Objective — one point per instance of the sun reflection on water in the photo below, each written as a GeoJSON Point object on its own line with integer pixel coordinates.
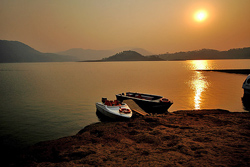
{"type": "Point", "coordinates": [199, 84]}
{"type": "Point", "coordinates": [200, 65]}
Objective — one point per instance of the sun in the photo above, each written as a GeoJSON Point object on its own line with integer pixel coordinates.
{"type": "Point", "coordinates": [200, 15]}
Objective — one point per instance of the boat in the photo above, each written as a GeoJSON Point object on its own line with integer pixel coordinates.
{"type": "Point", "coordinates": [246, 86]}
{"type": "Point", "coordinates": [114, 109]}
{"type": "Point", "coordinates": [148, 102]}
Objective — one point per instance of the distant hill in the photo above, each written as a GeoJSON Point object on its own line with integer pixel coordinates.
{"type": "Point", "coordinates": [14, 51]}
{"type": "Point", "coordinates": [89, 54]}
{"type": "Point", "coordinates": [131, 56]}
{"type": "Point", "coordinates": [240, 53]}
{"type": "Point", "coordinates": [138, 50]}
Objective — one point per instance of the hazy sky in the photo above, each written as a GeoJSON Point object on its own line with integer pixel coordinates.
{"type": "Point", "coordinates": [158, 26]}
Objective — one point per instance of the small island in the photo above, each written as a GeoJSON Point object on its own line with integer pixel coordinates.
{"type": "Point", "coordinates": [128, 56]}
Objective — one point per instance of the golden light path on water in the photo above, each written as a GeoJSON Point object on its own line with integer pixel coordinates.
{"type": "Point", "coordinates": [199, 82]}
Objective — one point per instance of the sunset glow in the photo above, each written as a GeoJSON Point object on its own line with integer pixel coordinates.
{"type": "Point", "coordinates": [201, 15]}
{"type": "Point", "coordinates": [156, 26]}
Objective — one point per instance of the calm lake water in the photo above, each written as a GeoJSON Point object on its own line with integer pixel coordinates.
{"type": "Point", "coordinates": [44, 101]}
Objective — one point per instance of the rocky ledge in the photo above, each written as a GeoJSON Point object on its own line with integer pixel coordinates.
{"type": "Point", "coordinates": [183, 138]}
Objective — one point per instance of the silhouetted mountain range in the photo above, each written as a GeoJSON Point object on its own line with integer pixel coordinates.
{"type": "Point", "coordinates": [131, 56]}
{"type": "Point", "coordinates": [239, 53]}
{"type": "Point", "coordinates": [89, 54]}
{"type": "Point", "coordinates": [14, 51]}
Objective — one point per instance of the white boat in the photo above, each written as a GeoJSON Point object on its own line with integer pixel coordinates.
{"type": "Point", "coordinates": [246, 86]}
{"type": "Point", "coordinates": [114, 109]}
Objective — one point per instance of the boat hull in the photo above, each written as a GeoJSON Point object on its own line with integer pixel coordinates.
{"type": "Point", "coordinates": [113, 111]}
{"type": "Point", "coordinates": [150, 106]}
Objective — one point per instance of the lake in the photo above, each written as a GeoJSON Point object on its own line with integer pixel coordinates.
{"type": "Point", "coordinates": [44, 101]}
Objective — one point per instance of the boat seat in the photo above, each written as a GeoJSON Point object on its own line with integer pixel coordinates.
{"type": "Point", "coordinates": [108, 103]}
{"type": "Point", "coordinates": [116, 103]}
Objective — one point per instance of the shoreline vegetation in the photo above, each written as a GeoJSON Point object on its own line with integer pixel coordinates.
{"type": "Point", "coordinates": [213, 137]}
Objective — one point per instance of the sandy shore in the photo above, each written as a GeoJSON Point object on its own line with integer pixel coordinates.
{"type": "Point", "coordinates": [183, 138]}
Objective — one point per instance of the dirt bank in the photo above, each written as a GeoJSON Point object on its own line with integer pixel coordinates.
{"type": "Point", "coordinates": [183, 138]}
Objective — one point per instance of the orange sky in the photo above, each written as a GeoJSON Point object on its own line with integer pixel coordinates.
{"type": "Point", "coordinates": [158, 26]}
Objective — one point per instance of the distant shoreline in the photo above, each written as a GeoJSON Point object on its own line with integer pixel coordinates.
{"type": "Point", "coordinates": [235, 71]}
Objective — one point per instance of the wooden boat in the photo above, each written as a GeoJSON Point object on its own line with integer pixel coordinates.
{"type": "Point", "coordinates": [148, 102]}
{"type": "Point", "coordinates": [246, 86]}
{"type": "Point", "coordinates": [114, 109]}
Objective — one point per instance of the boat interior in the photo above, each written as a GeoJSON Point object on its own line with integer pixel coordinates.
{"type": "Point", "coordinates": [142, 96]}
{"type": "Point", "coordinates": [112, 103]}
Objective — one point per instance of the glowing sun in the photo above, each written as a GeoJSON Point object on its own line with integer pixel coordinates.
{"type": "Point", "coordinates": [200, 15]}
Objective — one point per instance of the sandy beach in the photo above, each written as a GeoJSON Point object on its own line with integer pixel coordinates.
{"type": "Point", "coordinates": [182, 138]}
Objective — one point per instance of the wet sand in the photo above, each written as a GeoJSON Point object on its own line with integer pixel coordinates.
{"type": "Point", "coordinates": [183, 138]}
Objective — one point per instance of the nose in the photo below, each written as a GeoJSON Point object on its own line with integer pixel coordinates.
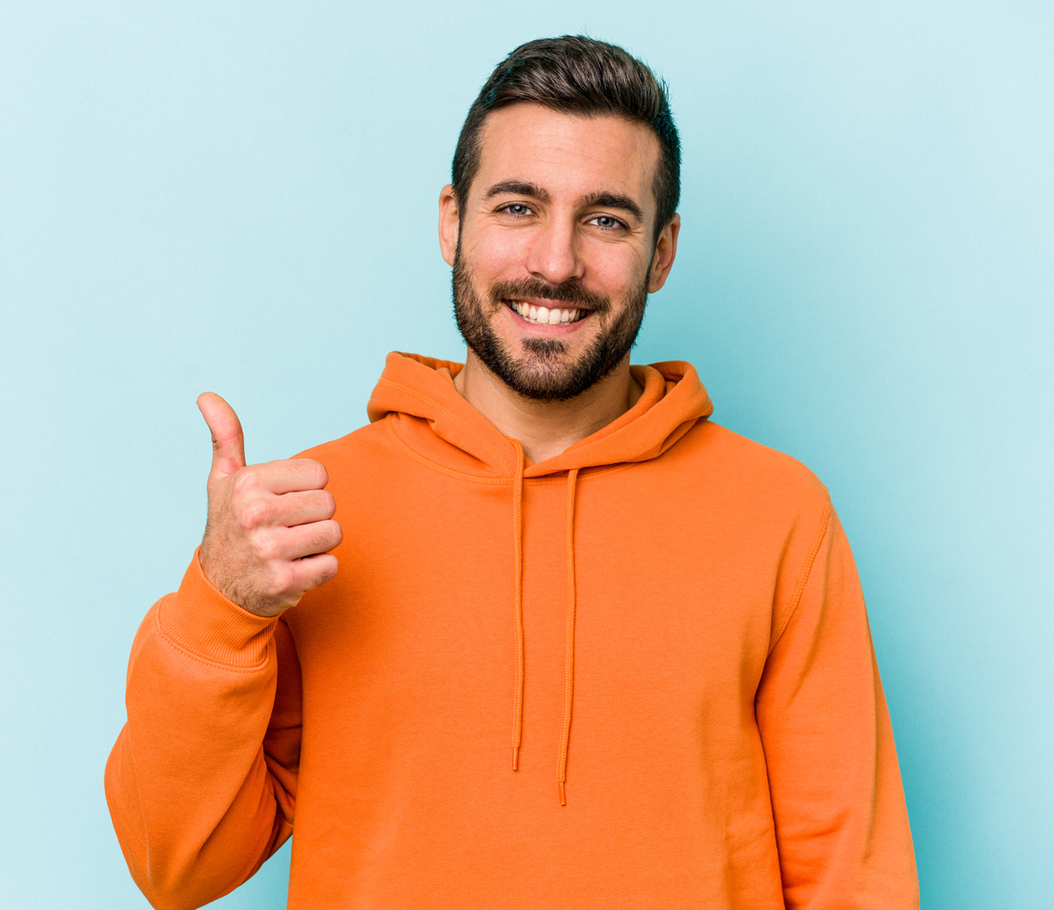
{"type": "Point", "coordinates": [553, 253]}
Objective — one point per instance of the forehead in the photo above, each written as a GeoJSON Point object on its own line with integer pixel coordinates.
{"type": "Point", "coordinates": [566, 153]}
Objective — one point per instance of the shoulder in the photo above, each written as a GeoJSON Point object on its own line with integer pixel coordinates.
{"type": "Point", "coordinates": [736, 460]}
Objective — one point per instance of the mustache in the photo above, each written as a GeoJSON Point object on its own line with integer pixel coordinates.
{"type": "Point", "coordinates": [569, 292]}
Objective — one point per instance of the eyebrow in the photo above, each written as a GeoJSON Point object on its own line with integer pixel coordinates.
{"type": "Point", "coordinates": [603, 198]}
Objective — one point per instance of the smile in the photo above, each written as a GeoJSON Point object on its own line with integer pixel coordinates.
{"type": "Point", "coordinates": [546, 315]}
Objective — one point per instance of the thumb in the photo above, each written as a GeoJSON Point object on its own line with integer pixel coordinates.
^^^^^^^^^^^^^^^^
Here the job is to print all the entries above exactly, minus the images.

> _TASK OUTPUT_
Objective — one point per instance of the sun reflection on water in the photo below, each written as a GeoJSON Point object on its own line with integer pixel coordinates.
{"type": "Point", "coordinates": [199, 84]}
{"type": "Point", "coordinates": [200, 65]}
Objective — one point per instance of the sun in the photo above, each written as a GeoJSON Point object on its own line with integer pixel coordinates.
{"type": "Point", "coordinates": [200, 15]}
Objective — one point per instance of the boat in the photo above, each written as a GeoJSON Point object on its own line with integer pixel coordinates.
{"type": "Point", "coordinates": [246, 86]}
{"type": "Point", "coordinates": [114, 109]}
{"type": "Point", "coordinates": [148, 102]}
Objective — one point per instance of the distant hill in the photo above, each written as a GeoJSON Point object on its own line with integer pixel coordinates.
{"type": "Point", "coordinates": [14, 51]}
{"type": "Point", "coordinates": [89, 54]}
{"type": "Point", "coordinates": [131, 56]}
{"type": "Point", "coordinates": [240, 53]}
{"type": "Point", "coordinates": [138, 50]}
Objective — one point per instance of the hazy sky in the photo above, each written as a GeoJSON Point object on its own line with integer pixel coordinates.
{"type": "Point", "coordinates": [158, 26]}
Objective — one point per instance of the small island in the photo above, each written as a GeoJSON Point object on its own line with integer pixel coordinates.
{"type": "Point", "coordinates": [128, 56]}
Objective — one point per instance of the golden light path on water in the photo above, each written as a GeoJSON Point object on its own line with integer pixel coordinates.
{"type": "Point", "coordinates": [199, 82]}
Objective — one point per instance of the sunset glow in the photo above, each written as a GeoJSON Point object on its own line with integer pixel coordinates.
{"type": "Point", "coordinates": [201, 15]}
{"type": "Point", "coordinates": [156, 26]}
Objective — one point per instance of the calm lake water in the photo above, each written as a GeoJSON Point object on its own line with integer pixel coordinates.
{"type": "Point", "coordinates": [44, 101]}
Objective — one point per instance of the rocky ledge in the photo above, each written as a GeoJSON Point object on its own line with integer pixel coordinates.
{"type": "Point", "coordinates": [183, 138]}
Objective — one point per instance of the silhouetted mountain range in the photo above, each written as a GeoJSON Point object on its own line with integer pixel coordinates.
{"type": "Point", "coordinates": [131, 56]}
{"type": "Point", "coordinates": [239, 53]}
{"type": "Point", "coordinates": [89, 54]}
{"type": "Point", "coordinates": [14, 51]}
Objective — one point per instance of the white boat in the photo above, each written as a GeoJSON Point object on its own line with integer pixel coordinates.
{"type": "Point", "coordinates": [246, 86]}
{"type": "Point", "coordinates": [114, 109]}
Objective — one point per instance of the boat hull in the photo above, each written as a GeoJSON Point object on its own line with integer pixel coordinates.
{"type": "Point", "coordinates": [113, 111]}
{"type": "Point", "coordinates": [150, 106]}
Objective — one point per instance of the lake in the photo above, each written as a GeoJSON Point object on its own line with integer pixel coordinates.
{"type": "Point", "coordinates": [44, 101]}
Objective — one point per instance of the boat seat in the photo above, each written as a GeoJSON Point object on its own line with integer pixel coordinates.
{"type": "Point", "coordinates": [108, 103]}
{"type": "Point", "coordinates": [116, 103]}
Objective — one point per instance of the shoreline vegetation in the photo above, each written as a GeoJSON Point object on its own line with integer pixel coordinates.
{"type": "Point", "coordinates": [213, 137]}
Objective — one point per instance of the sandy shore in the photo above, each written as a GeoJSON Point object on its own line with integer pixel coordinates.
{"type": "Point", "coordinates": [183, 138]}
Objective — one point per instance of the dirt bank in the photo above, each written as a GeoJSON Point object on its own line with integer pixel coordinates.
{"type": "Point", "coordinates": [183, 138]}
Objective — one point per instance of the orange sky in the photo above, each written as a GeoJSON Point object on its own line with integer pixel coordinates.
{"type": "Point", "coordinates": [158, 26]}
Objective — one point per instance of the distant shoreline in the photo above, each written as a GeoJSON Point object on its own line with integer pixel coordinates.
{"type": "Point", "coordinates": [235, 71]}
Objective — one point per instance of the wooden boat in the photo above, each written as a GeoJSON Point object on its own line with integer pixel coordinates.
{"type": "Point", "coordinates": [148, 102]}
{"type": "Point", "coordinates": [246, 86]}
{"type": "Point", "coordinates": [114, 109]}
Objective — one point per instance of the boat interior in the photo above, each written as a GeoJSON Point object on its own line with integer pixel coordinates.
{"type": "Point", "coordinates": [142, 96]}
{"type": "Point", "coordinates": [112, 103]}
Objective — one point per instance of the glowing sun in the photo above, each written as a GeoJSON Point object on its own line with integer pixel coordinates.
{"type": "Point", "coordinates": [200, 15]}
Objective — one point per instance of the sandy beach in the photo above, each written as a GeoJSON Point object on its own line with integer pixel coordinates.
{"type": "Point", "coordinates": [182, 138]}
Objective — one point per instance of the wet sand in the photo above, each written as a GeoJSON Point object on its own line with integer pixel coordinates.
{"type": "Point", "coordinates": [183, 138]}
Objective — one point per instance of the nose in the photo below, each written as a GeoJSON Point object on its own line with integer pixel coordinates.
{"type": "Point", "coordinates": [553, 253]}
Objective — one point per instance of the forehead in the photo above, each written as a GeoJSON Point object on its own line with integer pixel coordinates.
{"type": "Point", "coordinates": [566, 153]}
Objective — one point per instance of the shoulder in the photo above, each written as a GeoJSON Point object on its own line with integer pixel coordinates.
{"type": "Point", "coordinates": [736, 460]}
Objective — one point per instance of the mustache in the photo above, each written as a GeoJSON Point object on its own line with integer pixel coordinates.
{"type": "Point", "coordinates": [569, 292]}
Objective — one point per instance of the eyebrow in the photo above, each written as a GeoJSON Point object on its own line with integer pixel coordinates.
{"type": "Point", "coordinates": [603, 198]}
Objective — one point per instance of the smile in the photo above, each written as a GeoJSON Point object on its own line with integer pixel coordinates.
{"type": "Point", "coordinates": [546, 315]}
Objective — one point per instance of the thumb in the photo above, each written as a GeoJSON Point object on its own line with integer pixel coordinates.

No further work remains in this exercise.